═════ Linhas

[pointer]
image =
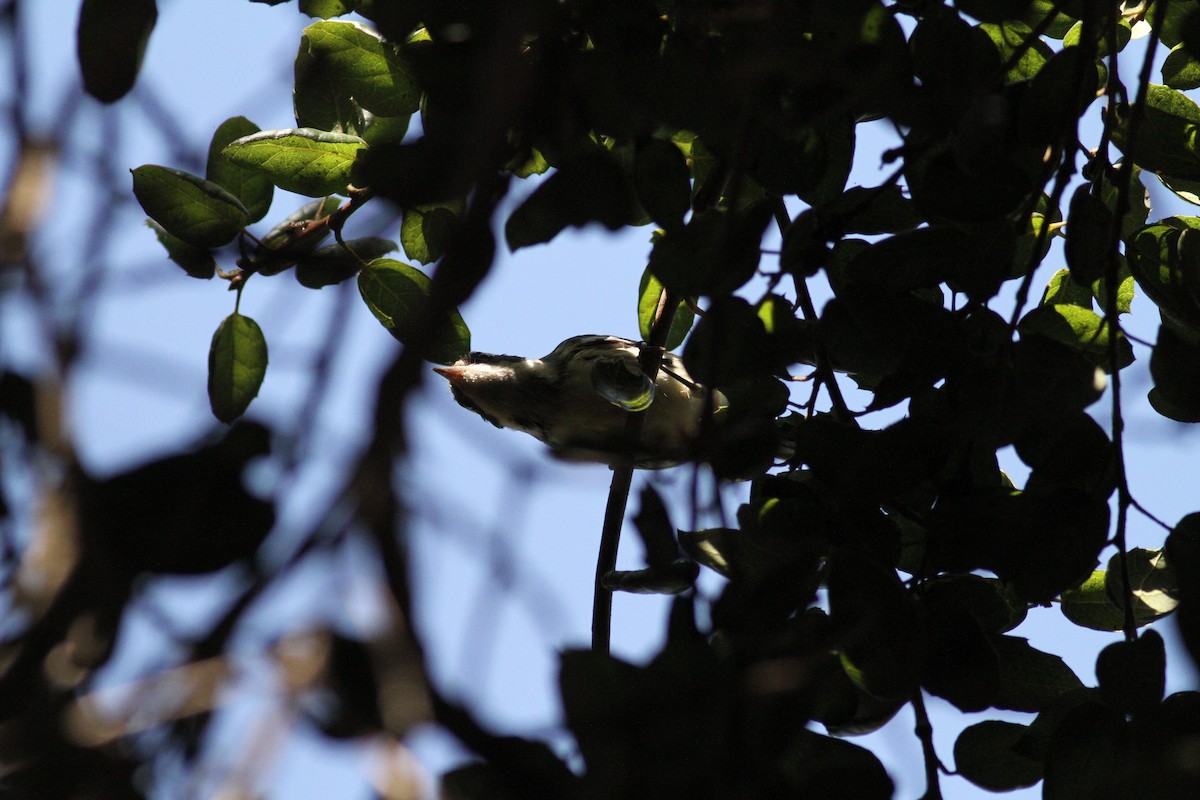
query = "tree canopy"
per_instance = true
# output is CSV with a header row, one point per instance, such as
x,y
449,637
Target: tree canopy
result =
x,y
978,300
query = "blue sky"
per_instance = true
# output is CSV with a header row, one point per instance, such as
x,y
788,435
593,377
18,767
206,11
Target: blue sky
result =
x,y
504,535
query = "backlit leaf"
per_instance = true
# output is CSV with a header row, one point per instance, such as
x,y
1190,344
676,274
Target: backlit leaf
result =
x,y
111,40
197,262
237,366
299,160
250,186
984,755
397,294
649,295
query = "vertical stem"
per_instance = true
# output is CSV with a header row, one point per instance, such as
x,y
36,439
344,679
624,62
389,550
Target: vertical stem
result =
x,y
622,480
925,733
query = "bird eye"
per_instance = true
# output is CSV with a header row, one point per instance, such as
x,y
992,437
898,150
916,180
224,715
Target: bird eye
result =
x,y
621,382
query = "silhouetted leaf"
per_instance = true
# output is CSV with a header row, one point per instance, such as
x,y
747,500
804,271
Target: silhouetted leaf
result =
x,y
1089,232
1167,138
713,254
1175,367
193,210
588,188
984,755
1030,679
333,264
426,232
304,161
111,40
237,366
359,62
661,181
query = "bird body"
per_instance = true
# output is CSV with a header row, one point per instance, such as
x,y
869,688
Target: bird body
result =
x,y
579,398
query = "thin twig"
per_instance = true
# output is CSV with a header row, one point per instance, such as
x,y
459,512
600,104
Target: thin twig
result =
x,y
649,360
924,732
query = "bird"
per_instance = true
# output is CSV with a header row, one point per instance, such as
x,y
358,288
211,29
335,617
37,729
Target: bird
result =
x,y
577,398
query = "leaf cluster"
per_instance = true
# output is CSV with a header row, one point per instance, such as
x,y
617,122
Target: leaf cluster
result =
x,y
879,564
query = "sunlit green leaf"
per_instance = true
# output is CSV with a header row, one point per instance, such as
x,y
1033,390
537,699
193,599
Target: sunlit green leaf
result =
x,y
397,295
1181,70
250,186
649,295
1133,674
1168,136
1063,290
588,188
197,262
237,366
984,755
299,160
1030,679
197,211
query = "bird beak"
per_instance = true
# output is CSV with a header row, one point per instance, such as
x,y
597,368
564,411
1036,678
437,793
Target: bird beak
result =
x,y
454,374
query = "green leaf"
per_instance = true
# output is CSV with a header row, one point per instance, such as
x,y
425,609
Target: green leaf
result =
x,y
588,188
427,230
1011,36
1081,329
327,8
984,755
823,767
1090,605
1039,10
661,181
299,160
397,295
197,211
237,366
1133,674
197,262
1181,70
111,41
1062,290
1167,266
1029,678
1169,137
333,264
1175,368
1086,750
365,67
717,252
247,185
649,294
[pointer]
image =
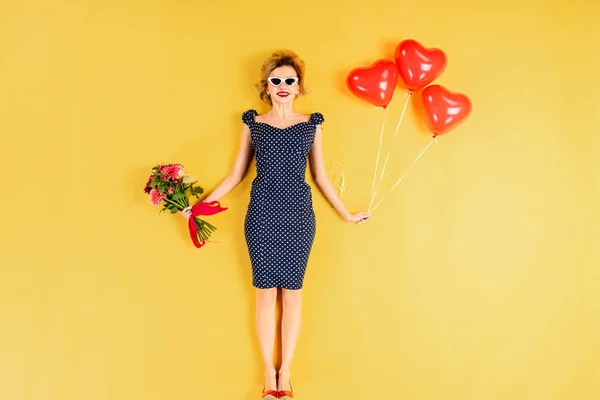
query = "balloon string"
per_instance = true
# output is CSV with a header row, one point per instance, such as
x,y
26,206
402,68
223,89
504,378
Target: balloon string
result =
x,y
378,154
407,95
374,191
406,171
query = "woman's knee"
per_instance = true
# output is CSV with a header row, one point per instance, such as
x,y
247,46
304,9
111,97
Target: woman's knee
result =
x,y
266,297
291,297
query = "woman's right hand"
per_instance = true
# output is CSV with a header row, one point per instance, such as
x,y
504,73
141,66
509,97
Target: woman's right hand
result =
x,y
187,212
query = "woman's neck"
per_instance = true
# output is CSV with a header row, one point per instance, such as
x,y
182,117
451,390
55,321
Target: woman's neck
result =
x,y
283,111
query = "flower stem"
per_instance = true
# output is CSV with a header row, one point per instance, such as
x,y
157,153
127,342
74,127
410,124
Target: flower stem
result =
x,y
174,203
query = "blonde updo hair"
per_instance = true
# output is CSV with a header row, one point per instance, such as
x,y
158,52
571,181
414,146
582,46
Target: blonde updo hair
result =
x,y
278,59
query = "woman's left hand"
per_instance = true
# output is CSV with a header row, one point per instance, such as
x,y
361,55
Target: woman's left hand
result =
x,y
359,218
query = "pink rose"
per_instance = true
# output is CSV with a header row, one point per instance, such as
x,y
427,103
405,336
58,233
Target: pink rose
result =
x,y
156,197
172,171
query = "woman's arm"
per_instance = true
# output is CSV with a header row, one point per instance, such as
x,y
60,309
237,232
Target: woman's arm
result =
x,y
238,171
320,176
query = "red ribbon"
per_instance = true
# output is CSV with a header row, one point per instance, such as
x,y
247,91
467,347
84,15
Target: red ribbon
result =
x,y
202,208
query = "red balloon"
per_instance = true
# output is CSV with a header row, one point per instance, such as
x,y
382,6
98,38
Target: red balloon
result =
x,y
375,84
417,65
444,110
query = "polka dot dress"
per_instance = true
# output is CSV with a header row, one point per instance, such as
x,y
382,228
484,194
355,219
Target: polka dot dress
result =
x,y
280,222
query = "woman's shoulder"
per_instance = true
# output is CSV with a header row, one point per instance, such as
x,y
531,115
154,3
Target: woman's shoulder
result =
x,y
249,117
316,118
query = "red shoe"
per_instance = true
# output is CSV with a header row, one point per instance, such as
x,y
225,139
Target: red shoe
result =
x,y
286,394
270,395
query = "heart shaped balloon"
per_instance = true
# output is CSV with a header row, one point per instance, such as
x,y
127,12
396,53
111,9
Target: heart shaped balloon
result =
x,y
375,84
418,66
444,110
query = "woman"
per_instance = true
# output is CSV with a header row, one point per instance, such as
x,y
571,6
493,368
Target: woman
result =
x,y
280,222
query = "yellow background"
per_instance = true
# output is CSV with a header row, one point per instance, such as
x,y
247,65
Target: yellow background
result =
x,y
476,279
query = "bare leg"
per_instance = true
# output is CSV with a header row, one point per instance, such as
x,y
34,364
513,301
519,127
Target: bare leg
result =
x,y
266,300
290,328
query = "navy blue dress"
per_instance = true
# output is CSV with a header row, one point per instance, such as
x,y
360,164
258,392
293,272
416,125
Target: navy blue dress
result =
x,y
280,221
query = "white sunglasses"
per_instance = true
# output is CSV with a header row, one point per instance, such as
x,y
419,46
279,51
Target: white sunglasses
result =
x,y
290,81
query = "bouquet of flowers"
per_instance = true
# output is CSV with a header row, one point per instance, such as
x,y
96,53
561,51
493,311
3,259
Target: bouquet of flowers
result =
x,y
168,184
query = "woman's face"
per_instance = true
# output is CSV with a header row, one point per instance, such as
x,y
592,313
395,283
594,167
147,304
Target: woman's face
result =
x,y
280,89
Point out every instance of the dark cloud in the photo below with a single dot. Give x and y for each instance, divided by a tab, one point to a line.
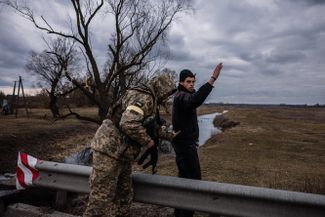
272	51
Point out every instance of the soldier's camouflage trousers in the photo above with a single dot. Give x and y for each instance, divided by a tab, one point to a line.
111	187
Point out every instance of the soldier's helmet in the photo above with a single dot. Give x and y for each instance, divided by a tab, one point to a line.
164	85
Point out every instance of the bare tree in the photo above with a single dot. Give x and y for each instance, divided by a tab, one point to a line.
140	27
49	66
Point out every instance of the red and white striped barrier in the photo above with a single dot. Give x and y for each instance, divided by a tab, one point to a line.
26	172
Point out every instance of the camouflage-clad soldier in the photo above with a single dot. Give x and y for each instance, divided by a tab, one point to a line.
115	146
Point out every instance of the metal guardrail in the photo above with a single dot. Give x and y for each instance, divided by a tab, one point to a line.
209	197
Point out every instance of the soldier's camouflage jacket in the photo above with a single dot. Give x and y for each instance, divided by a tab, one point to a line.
138	104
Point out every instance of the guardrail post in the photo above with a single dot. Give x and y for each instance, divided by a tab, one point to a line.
61	199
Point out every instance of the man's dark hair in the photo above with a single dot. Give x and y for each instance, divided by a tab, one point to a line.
185	73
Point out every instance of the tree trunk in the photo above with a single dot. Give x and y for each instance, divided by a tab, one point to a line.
54	105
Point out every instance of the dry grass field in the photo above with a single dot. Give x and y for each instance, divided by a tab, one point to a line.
276	147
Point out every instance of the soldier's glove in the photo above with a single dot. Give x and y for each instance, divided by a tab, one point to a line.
153	152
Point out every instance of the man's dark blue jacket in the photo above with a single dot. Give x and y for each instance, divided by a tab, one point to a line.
184	114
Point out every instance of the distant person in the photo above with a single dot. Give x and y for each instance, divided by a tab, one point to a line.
5	107
184	119
117	143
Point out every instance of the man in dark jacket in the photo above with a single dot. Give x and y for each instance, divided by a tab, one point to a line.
184	119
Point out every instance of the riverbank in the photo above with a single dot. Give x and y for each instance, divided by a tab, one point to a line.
276	147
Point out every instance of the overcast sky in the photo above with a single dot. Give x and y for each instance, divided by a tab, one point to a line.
272	50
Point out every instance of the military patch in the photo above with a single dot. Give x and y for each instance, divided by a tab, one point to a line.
139	104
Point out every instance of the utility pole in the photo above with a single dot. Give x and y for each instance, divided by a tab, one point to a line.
16	100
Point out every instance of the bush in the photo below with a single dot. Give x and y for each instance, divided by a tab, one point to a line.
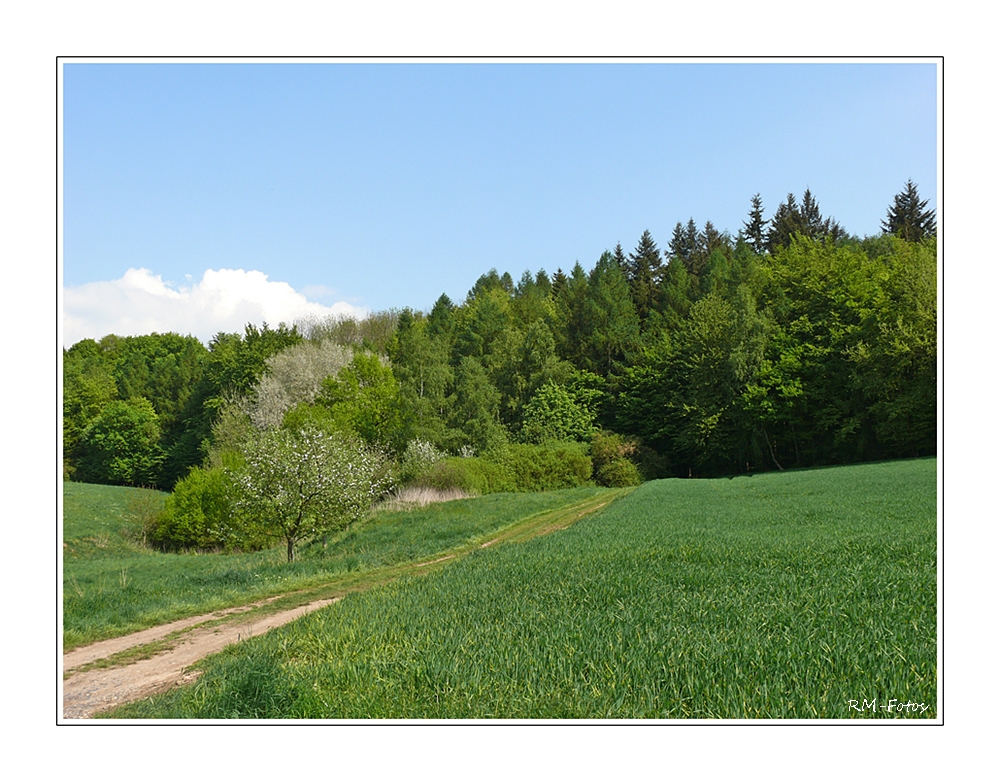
553	415
548	467
518	468
472	475
199	514
612	466
618	473
418	458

══════════

:: O que se pede ::
Transcreva sem nenhuma alteração tudo o que vai da linha que contém "Point out every instance of the riverbank" até o fim dos registros, incluindo essa primeira linha e a última, mas deixe as imagens de fora da resposta.

:: Resultado ::
Point out every instance of the riverbank in the photo above with a single dot. Give x and y for each instance, divided by a tab, one point to a line.
276	147
Point out every instance of the overcast sky in the photo above with a single dot. Give x and y for each instance, divided by a tab, one point to a line.
272	50
Point out every instance of the military patch in the photo above with a single dot. Give x and y for each instance, divided by a tab, one point to a line.
139	104
Point out every instance of the utility pole in the photo above with a single dot. Give x and y for each instance, divided by a tab, one point to a line.
16	100
Point out every instance of the bush in the photo below with a single dot. Give x and y for each instance, divided by a tab, one point to a line.
553	415
548	467
518	468
472	475
199	514
612	466
618	473
418	458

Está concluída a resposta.